■ ATIVIDADE A ■
Traduza para o inglês esta frase do trecho citado: "A escola, portanto, é um espaço privilegiado de educação também sobre alimentação, onde são descobertas cores, sabores, texturas e são construídas referências que se somam às experiências da família e da comunidade."
■ ATIVIDADE B ■
Com base no trecho citado, responda:
(i) Segundo o Enani, realizado em 2019, qual foi a prevalência de obesidade em crianças menores de cinco anos?
(ii) Quantas refeições por dia crianças e adolescentes podem fazer na escola?
(iii) Quais consequências socioeconômicas e laborais negativas da obesidade infantojuvenil são citadas?

■ TRECHO CITADO ■

__________________________________________________

Dados nacionais mostram que, entre 1974 e 2009, a prevalência da obesidade entre adolescentes aumentou de 0,6% para 5,0% (IBGE, 2011), porém, o Sistema de Vigilância Alimentar e Nutricional (Sisvan) mostrou prevalência de obesidade e de obesidade grave de 12,8% entre os adolescentes acompanhados pela Atenção Primária à Saúde em 2024. O cenário da obesidade infantil é ainda mais grave, na medida em que, mais recentemente, o Estudo Nacional de Alimentação e Nutrição Infantil (Enani), realizado em 2019, revelou que a prevalência de obesidade em crianças menores de cinco anos foi de 10,1%.

Pesquisas mostram que crianças e adolescentes com excesso de peso ou obesidade apresentam maior probabilidade de enfrentar problemas como pior saúde ainda na infância - incluindo diabetes tipo 2, asma, pressão alta, apneia do sono, problemas musculoesqueléticos e distúrbios metabólicos -, bem como menor autoestima, maior chance de serem vítimas de bullying e menor frequência e desempenho escolar. Além disso, crianças e adolescentes com obesidade terão maiores chances de problemas de saúde no futuro, pois esta condição é um forte preditor de obesidade na vida adulta, além de aumentar o risco de doenças crônicas não transmissíveis, como diabetes tipo 2, doenças do coração e alguns tipos de cânceres. Os impactos futuros da obesidade infantojuvenil também incluem maiores chances de consequências socioeconômicas e laborais negativas, como menor empregabilidade, redução da produtividade e menores salários.

Como podemos mudar esse cenário?

Crianças e adolescentes podem fazer entre uma e quatro refeições por dia na escola ao longo de 12 anos. É um período decisivo, no qual convivências, valores e rotinas moldam hábitos que influenciarão a relação com a comida por toda a vida. A escola, portanto, é um espaço privilegiado de educação também sobre alimentação, onde são descobertas cores, sabores, texturas e são construídas referências que se somam às experiências da família e da comunidade.

Os números da pesquisa evidenciam o potencial transformador da regulação do ambiente escolar, uma política que promove saúde, reduz desigualdades e concretiza o direito humano à alimentação adequada.

Para o pesquisador Eduardo Nilson: “A regulação das cantinas representa uma política essencial para proteger a saúde de crianças e adolescentes, aumentando o acesso a alimentos saudáveis e reduzindo o consumo de alimentos ultraprocessados dentro e para além do ambiente escolar. Os impactos dessa política, particularmente sobre a obesidade, serão relevantes para sua saúde atual e futura a partir da formação de hábitos alimentares saudáveis a partir das escolas”.

__________________________________________________

■ ITENS FORNECIDOS ■
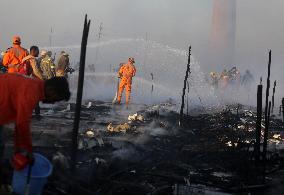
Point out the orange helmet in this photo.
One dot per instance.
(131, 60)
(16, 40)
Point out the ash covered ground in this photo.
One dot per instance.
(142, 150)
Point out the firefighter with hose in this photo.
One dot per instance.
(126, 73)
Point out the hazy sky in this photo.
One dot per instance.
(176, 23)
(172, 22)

__________________________________________________

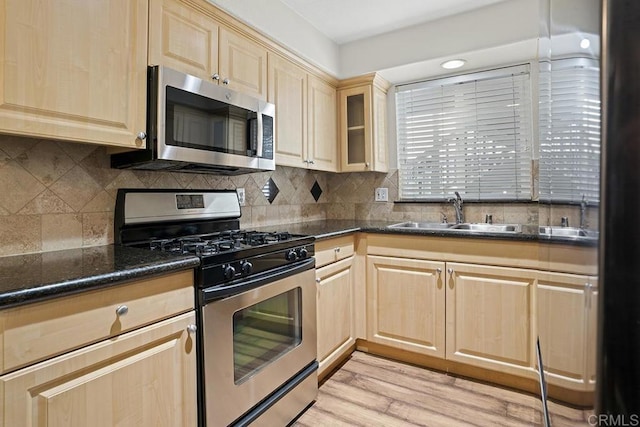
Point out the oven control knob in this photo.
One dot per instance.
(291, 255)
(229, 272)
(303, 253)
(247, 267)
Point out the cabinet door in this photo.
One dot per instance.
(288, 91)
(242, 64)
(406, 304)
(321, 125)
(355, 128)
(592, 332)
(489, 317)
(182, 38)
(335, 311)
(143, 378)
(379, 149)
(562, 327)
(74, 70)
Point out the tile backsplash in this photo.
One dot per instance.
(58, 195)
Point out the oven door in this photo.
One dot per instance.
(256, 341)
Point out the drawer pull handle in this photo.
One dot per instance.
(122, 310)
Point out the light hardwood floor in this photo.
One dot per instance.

__________________________________________________

■ RESPOSTA A ■
The school, therefore, is a privileged space for education about food as well, where colors, flavors, and textures are discovered and where references are built that add to the experiences of the family and the community.

■ RESPOSTA B ■
(i) 10,1%.
(ii) Entre uma e quatro refeições por dia.
(iii) Menor empregabilidade, redução da produtividade e menores salários.